## What needs to be done
Copy out, word for word, only the lines of the items below that start at the line containing "[segment] fern" and end at the last line of the items, with both of those lines included.

## Data shown
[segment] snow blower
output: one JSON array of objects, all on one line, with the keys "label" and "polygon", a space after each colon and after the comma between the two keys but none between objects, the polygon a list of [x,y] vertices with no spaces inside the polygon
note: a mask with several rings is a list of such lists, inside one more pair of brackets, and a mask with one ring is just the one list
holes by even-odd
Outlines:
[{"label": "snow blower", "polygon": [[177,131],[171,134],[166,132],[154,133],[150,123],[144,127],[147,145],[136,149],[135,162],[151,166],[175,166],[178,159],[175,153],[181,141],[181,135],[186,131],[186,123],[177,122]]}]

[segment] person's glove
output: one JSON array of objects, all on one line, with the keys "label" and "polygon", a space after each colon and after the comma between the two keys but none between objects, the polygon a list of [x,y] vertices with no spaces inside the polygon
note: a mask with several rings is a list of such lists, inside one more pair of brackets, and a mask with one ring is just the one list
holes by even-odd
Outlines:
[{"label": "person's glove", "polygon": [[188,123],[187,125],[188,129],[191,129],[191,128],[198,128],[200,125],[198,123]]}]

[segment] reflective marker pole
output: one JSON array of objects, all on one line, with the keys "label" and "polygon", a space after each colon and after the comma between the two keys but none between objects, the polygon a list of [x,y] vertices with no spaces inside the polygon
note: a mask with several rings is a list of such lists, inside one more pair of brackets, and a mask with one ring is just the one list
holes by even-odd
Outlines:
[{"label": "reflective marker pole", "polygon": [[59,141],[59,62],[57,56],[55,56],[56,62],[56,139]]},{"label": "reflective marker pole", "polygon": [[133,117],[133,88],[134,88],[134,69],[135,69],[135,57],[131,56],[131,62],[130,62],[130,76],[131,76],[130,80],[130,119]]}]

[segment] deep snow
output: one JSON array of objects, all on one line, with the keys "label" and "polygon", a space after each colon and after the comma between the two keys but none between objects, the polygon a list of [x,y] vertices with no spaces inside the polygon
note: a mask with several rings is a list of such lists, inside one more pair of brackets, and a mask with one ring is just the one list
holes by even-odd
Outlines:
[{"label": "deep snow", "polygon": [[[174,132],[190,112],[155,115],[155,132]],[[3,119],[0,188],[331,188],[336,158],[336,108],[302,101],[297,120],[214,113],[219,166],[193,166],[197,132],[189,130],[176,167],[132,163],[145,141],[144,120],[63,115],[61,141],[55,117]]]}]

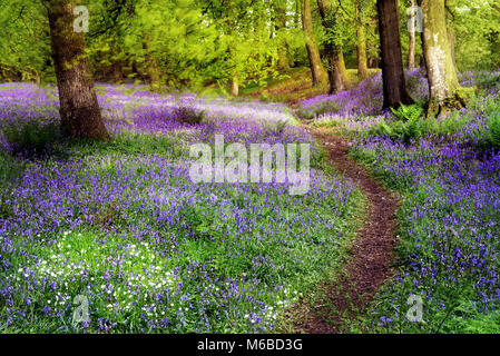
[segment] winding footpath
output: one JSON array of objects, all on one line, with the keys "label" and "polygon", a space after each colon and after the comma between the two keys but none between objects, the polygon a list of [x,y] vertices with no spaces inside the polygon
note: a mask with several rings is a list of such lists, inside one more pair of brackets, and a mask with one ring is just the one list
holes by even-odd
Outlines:
[{"label": "winding footpath", "polygon": [[349,326],[345,320],[360,316],[393,274],[391,263],[398,243],[395,212],[399,199],[350,158],[351,142],[345,138],[308,125],[303,128],[327,150],[336,172],[356,184],[367,199],[365,218],[337,279],[324,286],[325,297],[307,306],[306,312],[298,307],[295,313],[300,315],[295,317],[292,312],[292,327],[296,333],[342,333]]}]

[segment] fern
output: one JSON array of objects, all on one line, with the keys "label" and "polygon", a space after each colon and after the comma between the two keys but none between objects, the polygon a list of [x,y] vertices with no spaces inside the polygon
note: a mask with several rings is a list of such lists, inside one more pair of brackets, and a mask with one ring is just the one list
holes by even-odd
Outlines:
[{"label": "fern", "polygon": [[398,110],[391,108],[391,111],[401,121],[413,121],[420,119],[423,115],[423,108],[419,105],[401,105]]}]

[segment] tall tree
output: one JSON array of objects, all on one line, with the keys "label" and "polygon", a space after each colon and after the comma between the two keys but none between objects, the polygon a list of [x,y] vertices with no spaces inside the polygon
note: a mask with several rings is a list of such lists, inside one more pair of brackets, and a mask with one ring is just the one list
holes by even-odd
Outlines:
[{"label": "tall tree", "polygon": [[335,38],[337,13],[334,11],[331,0],[317,0],[317,8],[326,32],[324,52],[329,61],[329,93],[335,93],[345,90],[349,85],[342,46]]},{"label": "tall tree", "polygon": [[400,20],[396,0],[378,0],[379,31],[382,49],[384,108],[412,103],[406,90],[401,53]]},{"label": "tall tree", "polygon": [[356,0],[355,2],[355,11],[357,34],[357,77],[360,80],[364,80],[369,75],[366,66],[366,30],[364,28],[364,10],[360,0]]},{"label": "tall tree", "polygon": [[409,22],[409,32],[410,32],[410,43],[408,46],[408,69],[415,69],[415,22],[416,22],[416,13],[413,9],[415,9],[415,0],[410,1],[410,6],[412,8],[411,18]]},{"label": "tall tree", "polygon": [[447,31],[444,0],[422,0],[423,56],[429,78],[428,115],[464,105]]},{"label": "tall tree", "polygon": [[59,89],[61,127],[70,137],[109,139],[97,102],[82,32],[73,29],[77,0],[46,0]]},{"label": "tall tree", "polygon": [[313,31],[313,17],[311,14],[311,0],[301,0],[302,6],[302,28],[305,34],[305,48],[310,60],[313,86],[326,82],[326,73],[321,62],[320,49]]}]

## Exercise response
[segment] fern
output: one JSON array of objects, all on one line, with the keys "label" and "polygon", a space after each colon and after the comma between the two keys but none between objects, the polygon a list of [x,y] vertices with no spaces inside the polygon
note: a mask with several rings is a list of such lists, inside one more pair of brackets, and a mask with one ring is just the one list
holes by even-odd
Outlines:
[{"label": "fern", "polygon": [[398,110],[391,108],[391,111],[401,121],[413,121],[420,119],[423,115],[423,108],[419,105],[401,105]]}]

[segment] tall tree
output: one JSON array of objects, all on one line, with the keys "label" and "polygon", a space after each colon and after the comma between the two keys but none between objects, the polygon a list of [x,y] vertices with no spaces inside the polygon
note: a mask with several rings is a list of such lists, inside one more pair of brackets, and a mask with one ring is just the one list
holes by even-odd
Outlines:
[{"label": "tall tree", "polygon": [[335,38],[337,13],[334,11],[331,0],[317,0],[317,8],[326,32],[324,52],[329,61],[329,93],[335,93],[345,90],[349,85],[342,46]]},{"label": "tall tree", "polygon": [[400,20],[396,0],[378,0],[379,31],[382,49],[384,108],[412,103],[406,90],[401,53]]},{"label": "tall tree", "polygon": [[356,0],[355,2],[355,11],[357,34],[357,77],[360,80],[364,80],[369,75],[366,66],[366,30],[364,28],[364,10],[360,0]]},{"label": "tall tree", "polygon": [[409,22],[409,32],[410,32],[410,43],[408,46],[408,69],[415,69],[415,22],[416,22],[416,13],[413,9],[415,9],[415,0],[410,1],[410,6],[412,8],[411,18]]},{"label": "tall tree", "polygon": [[447,31],[444,0],[422,0],[423,56],[429,78],[428,115],[464,105]]},{"label": "tall tree", "polygon": [[59,89],[61,127],[70,137],[109,139],[97,102],[82,32],[73,29],[77,0],[46,0]]},{"label": "tall tree", "polygon": [[313,31],[313,17],[311,14],[311,0],[301,0],[302,6],[302,28],[305,34],[305,48],[310,60],[313,86],[326,82],[326,73],[321,62],[320,49]]}]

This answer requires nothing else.